• **Requirement**
Convert every line of the records below into a Markdown table with the columns Number and Content, numbering each row and skipping blank lines. Leave the pictures out of the table.

........

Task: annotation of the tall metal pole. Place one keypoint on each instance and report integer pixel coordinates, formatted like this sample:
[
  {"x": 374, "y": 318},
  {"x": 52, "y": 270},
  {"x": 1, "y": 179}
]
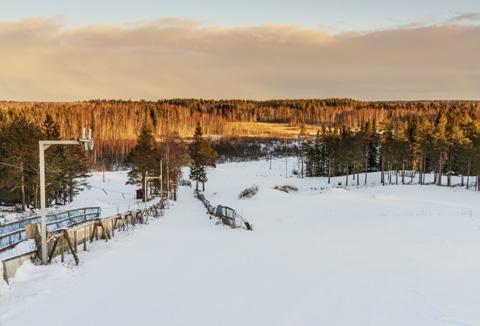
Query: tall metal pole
[
  {"x": 145, "y": 193},
  {"x": 43, "y": 213},
  {"x": 161, "y": 182},
  {"x": 168, "y": 182},
  {"x": 42, "y": 146}
]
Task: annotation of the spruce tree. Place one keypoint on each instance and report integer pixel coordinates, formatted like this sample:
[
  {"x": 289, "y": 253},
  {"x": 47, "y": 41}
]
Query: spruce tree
[
  {"x": 143, "y": 159},
  {"x": 202, "y": 155}
]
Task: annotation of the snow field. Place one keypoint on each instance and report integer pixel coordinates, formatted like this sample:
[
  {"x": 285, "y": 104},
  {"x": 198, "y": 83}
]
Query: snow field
[{"x": 393, "y": 255}]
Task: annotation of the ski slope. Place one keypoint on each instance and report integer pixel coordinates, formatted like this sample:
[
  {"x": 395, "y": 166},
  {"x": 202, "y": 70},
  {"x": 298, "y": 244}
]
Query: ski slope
[{"x": 393, "y": 255}]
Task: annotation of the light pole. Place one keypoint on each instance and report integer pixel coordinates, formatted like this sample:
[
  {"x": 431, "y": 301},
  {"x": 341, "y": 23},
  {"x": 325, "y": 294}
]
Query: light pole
[{"x": 43, "y": 145}]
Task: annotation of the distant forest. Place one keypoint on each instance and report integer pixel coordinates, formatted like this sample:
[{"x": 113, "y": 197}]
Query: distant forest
[{"x": 116, "y": 124}]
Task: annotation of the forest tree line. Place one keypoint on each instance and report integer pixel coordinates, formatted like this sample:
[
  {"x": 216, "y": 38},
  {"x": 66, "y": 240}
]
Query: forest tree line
[
  {"x": 116, "y": 123},
  {"x": 448, "y": 146}
]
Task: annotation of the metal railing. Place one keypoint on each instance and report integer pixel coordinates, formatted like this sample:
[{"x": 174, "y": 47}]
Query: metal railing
[
  {"x": 228, "y": 215},
  {"x": 14, "y": 232}
]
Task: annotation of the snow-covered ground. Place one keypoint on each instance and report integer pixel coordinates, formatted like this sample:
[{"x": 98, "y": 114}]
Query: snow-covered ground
[{"x": 393, "y": 255}]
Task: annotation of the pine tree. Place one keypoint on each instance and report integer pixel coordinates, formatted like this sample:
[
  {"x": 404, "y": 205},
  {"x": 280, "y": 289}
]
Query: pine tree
[
  {"x": 19, "y": 158},
  {"x": 202, "y": 156},
  {"x": 143, "y": 159}
]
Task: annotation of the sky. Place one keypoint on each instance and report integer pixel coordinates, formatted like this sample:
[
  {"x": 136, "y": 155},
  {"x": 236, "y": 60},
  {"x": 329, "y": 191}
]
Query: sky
[{"x": 72, "y": 50}]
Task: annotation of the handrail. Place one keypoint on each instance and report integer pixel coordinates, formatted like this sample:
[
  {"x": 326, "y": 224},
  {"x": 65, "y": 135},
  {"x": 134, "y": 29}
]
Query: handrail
[{"x": 14, "y": 232}]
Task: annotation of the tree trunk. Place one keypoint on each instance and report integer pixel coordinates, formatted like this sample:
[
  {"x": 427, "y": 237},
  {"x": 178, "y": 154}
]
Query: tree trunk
[
  {"x": 366, "y": 169},
  {"x": 420, "y": 173},
  {"x": 468, "y": 174},
  {"x": 439, "y": 177},
  {"x": 382, "y": 175},
  {"x": 396, "y": 173},
  {"x": 346, "y": 177},
  {"x": 22, "y": 188},
  {"x": 329, "y": 172}
]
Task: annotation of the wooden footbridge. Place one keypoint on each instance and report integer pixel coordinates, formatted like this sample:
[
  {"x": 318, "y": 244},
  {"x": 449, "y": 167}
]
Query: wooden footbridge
[{"x": 226, "y": 215}]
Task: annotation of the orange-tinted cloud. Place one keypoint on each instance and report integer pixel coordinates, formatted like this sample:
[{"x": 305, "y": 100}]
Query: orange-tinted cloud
[{"x": 45, "y": 59}]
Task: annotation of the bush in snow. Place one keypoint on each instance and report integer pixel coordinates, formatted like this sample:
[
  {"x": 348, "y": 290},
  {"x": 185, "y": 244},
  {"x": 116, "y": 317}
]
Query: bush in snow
[
  {"x": 248, "y": 192},
  {"x": 286, "y": 188}
]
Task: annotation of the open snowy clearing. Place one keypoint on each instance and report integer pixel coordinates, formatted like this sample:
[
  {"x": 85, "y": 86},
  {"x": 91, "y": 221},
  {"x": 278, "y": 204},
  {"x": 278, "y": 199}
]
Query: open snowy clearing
[{"x": 393, "y": 255}]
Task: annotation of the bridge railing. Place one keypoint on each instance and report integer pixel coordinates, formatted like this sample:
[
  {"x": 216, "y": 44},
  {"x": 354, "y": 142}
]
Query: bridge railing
[{"x": 14, "y": 232}]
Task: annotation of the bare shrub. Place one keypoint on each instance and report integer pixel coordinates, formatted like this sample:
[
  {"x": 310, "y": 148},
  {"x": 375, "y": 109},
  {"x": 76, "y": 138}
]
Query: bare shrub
[
  {"x": 248, "y": 192},
  {"x": 286, "y": 188}
]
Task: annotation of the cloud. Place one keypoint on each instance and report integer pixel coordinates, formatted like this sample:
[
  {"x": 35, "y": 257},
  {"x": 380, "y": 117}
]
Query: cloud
[
  {"x": 469, "y": 16},
  {"x": 44, "y": 59}
]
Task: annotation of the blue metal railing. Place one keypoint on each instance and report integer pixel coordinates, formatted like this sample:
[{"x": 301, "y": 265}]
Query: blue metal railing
[{"x": 14, "y": 232}]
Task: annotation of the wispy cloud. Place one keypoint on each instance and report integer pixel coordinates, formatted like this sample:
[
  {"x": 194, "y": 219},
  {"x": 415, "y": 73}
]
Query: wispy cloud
[
  {"x": 44, "y": 59},
  {"x": 466, "y": 17}
]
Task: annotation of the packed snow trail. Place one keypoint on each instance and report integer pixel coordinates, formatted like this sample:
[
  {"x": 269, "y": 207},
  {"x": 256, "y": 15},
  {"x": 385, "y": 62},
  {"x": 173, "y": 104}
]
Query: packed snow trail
[{"x": 397, "y": 255}]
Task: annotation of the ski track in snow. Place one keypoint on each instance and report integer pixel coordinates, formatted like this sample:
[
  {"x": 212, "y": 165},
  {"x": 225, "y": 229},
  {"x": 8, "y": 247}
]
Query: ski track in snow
[{"x": 393, "y": 255}]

........

• **Answer**
| Number | Content |
|---|---|
| 1 | Task: annotation of the tall metal pole. Place one keypoint on each instance and report integer pixel coordinates, formatted like this sample: |
| 2 | [ |
| 3 |   {"x": 374, "y": 318}, |
| 4 |   {"x": 52, "y": 270}, |
| 5 |   {"x": 1, "y": 179} |
| 6 | ] |
| 7 | Query: tall metal pole |
| 8 | [ |
| 9 |   {"x": 145, "y": 193}, |
| 10 |   {"x": 43, "y": 213}, |
| 11 |   {"x": 161, "y": 182}, |
| 12 |   {"x": 168, "y": 182}, |
| 13 |   {"x": 42, "y": 146} |
| 14 | ] |
| 15 | Task: annotation of the spruce tree. Place one keypoint on each instance and report integer pixel coordinates, formatted like this sample: |
| 16 | [ |
| 17 |   {"x": 289, "y": 253}, |
| 18 |   {"x": 47, "y": 41} |
| 19 | ] |
| 20 | Query: spruce tree |
| 21 | [ |
| 22 |   {"x": 143, "y": 159}, |
| 23 |   {"x": 202, "y": 155} |
| 24 | ] |
| 25 | Task: annotation of the snow field. Place one keypoint on each instance and report integer pixel coordinates, formatted like this sample: |
| 26 | [ |
| 27 |   {"x": 285, "y": 104}, |
| 28 |   {"x": 198, "y": 83} |
| 29 | ] |
| 30 | Query: snow field |
| 31 | [{"x": 393, "y": 255}] |
| 32 | Task: annotation of the ski slope. Place one keypoint on each instance and report integer pixel coordinates, formatted like this sample: |
| 33 | [ |
| 34 |   {"x": 395, "y": 166}, |
| 35 |   {"x": 202, "y": 70}, |
| 36 |   {"x": 298, "y": 244} |
| 37 | ] |
| 38 | Query: ski slope |
| 39 | [{"x": 393, "y": 255}] |
| 40 | Task: annotation of the light pole. Place one keypoint on each instance and report integer pixel coordinates, formatted like this sample: |
| 41 | [ |
| 42 |   {"x": 431, "y": 301}, |
| 43 |   {"x": 341, "y": 23}, |
| 44 |   {"x": 325, "y": 294} |
| 45 | ] |
| 46 | Query: light pole |
| 47 | [{"x": 43, "y": 145}] |
| 48 | Task: annotation of the distant forest. Place one keypoint on each instance and report integer pixel coordinates, formatted like this sample: |
| 49 | [{"x": 113, "y": 197}] |
| 50 | Query: distant forest |
| 51 | [{"x": 116, "y": 124}] |
| 52 | Task: annotation of the forest tree line. Place one keypoint on each instance and report integer pixel coordinates, formatted like this sample: |
| 53 | [ |
| 54 |   {"x": 216, "y": 38}, |
| 55 |   {"x": 66, "y": 240} |
| 56 | ] |
| 57 | Query: forest tree line |
| 58 | [ |
| 59 |   {"x": 116, "y": 123}, |
| 60 |   {"x": 448, "y": 146} |
| 61 | ] |
| 62 | Task: annotation of the metal railing. Place one keypoint on each instance and report integer pixel coordinates, formatted like this sample: |
| 63 | [{"x": 174, "y": 47}] |
| 64 | Query: metal railing |
| 65 | [ |
| 66 |   {"x": 228, "y": 215}, |
| 67 |   {"x": 14, "y": 232} |
| 68 | ] |
| 69 | Task: annotation of the snow-covered ground. Place one keypoint on each instance and report integer pixel coordinates, formatted like this sample: |
| 70 | [{"x": 98, "y": 114}] |
| 71 | Query: snow-covered ground |
| 72 | [{"x": 393, "y": 255}] |
| 73 | Task: annotation of the pine tree. Place one keypoint on each instance and report integer pixel coordinates, formatted like this sample: |
| 74 | [ |
| 75 |   {"x": 404, "y": 205}, |
| 76 |   {"x": 280, "y": 289} |
| 77 | ] |
| 78 | Query: pine tree |
| 79 | [ |
| 80 |   {"x": 19, "y": 158}, |
| 81 |   {"x": 202, "y": 156}, |
| 82 |   {"x": 143, "y": 159} |
| 83 | ] |
| 84 | Task: annotation of the sky. Place one keypoint on each instance and report integer pixel coordinates, formatted like this sample: |
| 85 | [ |
| 86 |   {"x": 136, "y": 155}, |
| 87 |   {"x": 236, "y": 60}, |
| 88 |   {"x": 329, "y": 191} |
| 89 | ] |
| 90 | Query: sky |
| 91 | [{"x": 72, "y": 50}] |
| 92 | Task: annotation of the handrail. Place one keypoint on each instance and report integer pixel coordinates, formatted like this sample: |
| 93 | [ |
| 94 |   {"x": 326, "y": 224}, |
| 95 |   {"x": 65, "y": 135}, |
| 96 |   {"x": 134, "y": 29} |
| 97 | ] |
| 98 | Query: handrail |
| 99 | [{"x": 14, "y": 232}] |
| 100 | Task: annotation of the tree trunk. Place one keypoint on each instance and report integer pixel coordinates, formatted like this sample: |
| 101 | [ |
| 102 |   {"x": 427, "y": 237}, |
| 103 |   {"x": 178, "y": 154} |
| 104 | ] |
| 105 | Query: tree trunk |
| 106 | [ |
| 107 |   {"x": 366, "y": 169}, |
| 108 |   {"x": 420, "y": 173}, |
| 109 |   {"x": 468, "y": 174}, |
| 110 |   {"x": 439, "y": 177}, |
| 111 |   {"x": 382, "y": 175}, |
| 112 |   {"x": 396, "y": 173}, |
| 113 |   {"x": 346, "y": 177}, |
| 114 |   {"x": 22, "y": 188}, |
| 115 |   {"x": 329, "y": 172} |
| 116 | ] |
| 117 | Task: annotation of the wooden footbridge. Place one keypoint on each instance and report integer pixel coordinates, formatted like this sample: |
| 118 | [ |
| 119 |   {"x": 318, "y": 244}, |
| 120 |   {"x": 449, "y": 167} |
| 121 | ] |
| 122 | Query: wooden footbridge |
| 123 | [{"x": 226, "y": 215}] |
| 124 | Task: annotation of the orange-tinted cloud. Place one keypoint on each instance and report integer pixel coordinates, formatted like this sample: |
| 125 | [{"x": 305, "y": 100}] |
| 126 | Query: orange-tinted cloud |
| 127 | [{"x": 45, "y": 59}] |
| 128 | Task: annotation of the bush in snow. Place one keypoint on each instance and report integer pixel coordinates, formatted like this sample: |
| 129 | [ |
| 130 |   {"x": 348, "y": 290}, |
| 131 |   {"x": 185, "y": 244}, |
| 132 |   {"x": 116, "y": 317} |
| 133 | ] |
| 134 | Query: bush in snow |
| 135 | [ |
| 136 |   {"x": 248, "y": 192}, |
| 137 |   {"x": 286, "y": 188} |
| 138 | ] |
| 139 | Task: annotation of the open snowy clearing. Place one keypoint on each instance and report integer pixel coordinates, formatted like this sample: |
| 140 | [ |
| 141 |   {"x": 85, "y": 86}, |
| 142 |   {"x": 91, "y": 221}, |
| 143 |   {"x": 278, "y": 204}, |
| 144 |   {"x": 278, "y": 199} |
| 145 | ] |
| 146 | Query: open snowy clearing |
| 147 | [{"x": 393, "y": 255}] |
| 148 | Task: annotation of the bridge railing. Place one keypoint on each instance and report integer pixel coordinates, formatted like this sample: |
| 149 | [ |
| 150 |   {"x": 216, "y": 44}, |
| 151 |   {"x": 354, "y": 142} |
| 152 | ] |
| 153 | Query: bridge railing |
| 154 | [{"x": 14, "y": 232}] |
| 155 | Task: annotation of the bare shrub. Place one keypoint on each instance and report integer pixel coordinates, formatted like this sample: |
| 156 | [ |
| 157 |   {"x": 310, "y": 148}, |
| 158 |   {"x": 375, "y": 109}, |
| 159 |   {"x": 76, "y": 138} |
| 160 | ] |
| 161 | Query: bare shrub |
| 162 | [ |
| 163 |   {"x": 248, "y": 192}, |
| 164 |   {"x": 286, "y": 188} |
| 165 | ] |
| 166 | Task: annotation of the cloud. Place one keypoint on each instance and report integer pixel coordinates, formatted like this sample: |
| 167 | [ |
| 168 |   {"x": 35, "y": 257}, |
| 169 |   {"x": 380, "y": 117} |
| 170 | ] |
| 171 | Query: cloud |
| 172 | [ |
| 173 |   {"x": 469, "y": 16}, |
| 174 |   {"x": 44, "y": 59} |
| 175 | ] |
| 176 | Task: annotation of the blue metal railing. Place one keypoint on each instance and report integer pixel coordinates, formatted like this sample: |
| 177 | [{"x": 301, "y": 265}] |
| 178 | Query: blue metal railing |
| 179 | [{"x": 14, "y": 232}] |
| 180 | Task: annotation of the wispy cloud. Place one keypoint on each instance and report integer pixel coordinates, formatted like this sample: |
| 181 | [ |
| 182 |   {"x": 194, "y": 219}, |
| 183 |   {"x": 415, "y": 73} |
| 184 | ] |
| 185 | Query: wispy cloud |
| 186 | [ |
| 187 |   {"x": 44, "y": 59}, |
| 188 |   {"x": 466, "y": 17} |
| 189 | ] |
| 190 | Task: annotation of the packed snow trail. Place one keypoint on each instance and report integer pixel coordinates, formatted like this sample: |
| 191 | [ |
| 192 |   {"x": 269, "y": 207}, |
| 193 |   {"x": 256, "y": 15}, |
| 194 |   {"x": 385, "y": 62}, |
| 195 |   {"x": 173, "y": 104} |
| 196 | ] |
| 197 | Query: packed snow trail |
| 198 | [{"x": 397, "y": 255}] |
| 199 | Task: annotation of the ski track in snow. Place one keypoint on each instance and report integer pixel coordinates, formatted like this sample: |
| 200 | [ |
| 201 |   {"x": 212, "y": 165}, |
| 202 |   {"x": 225, "y": 229}, |
| 203 |   {"x": 8, "y": 247} |
| 204 | ] |
| 205 | Query: ski track in snow |
| 206 | [{"x": 393, "y": 255}] |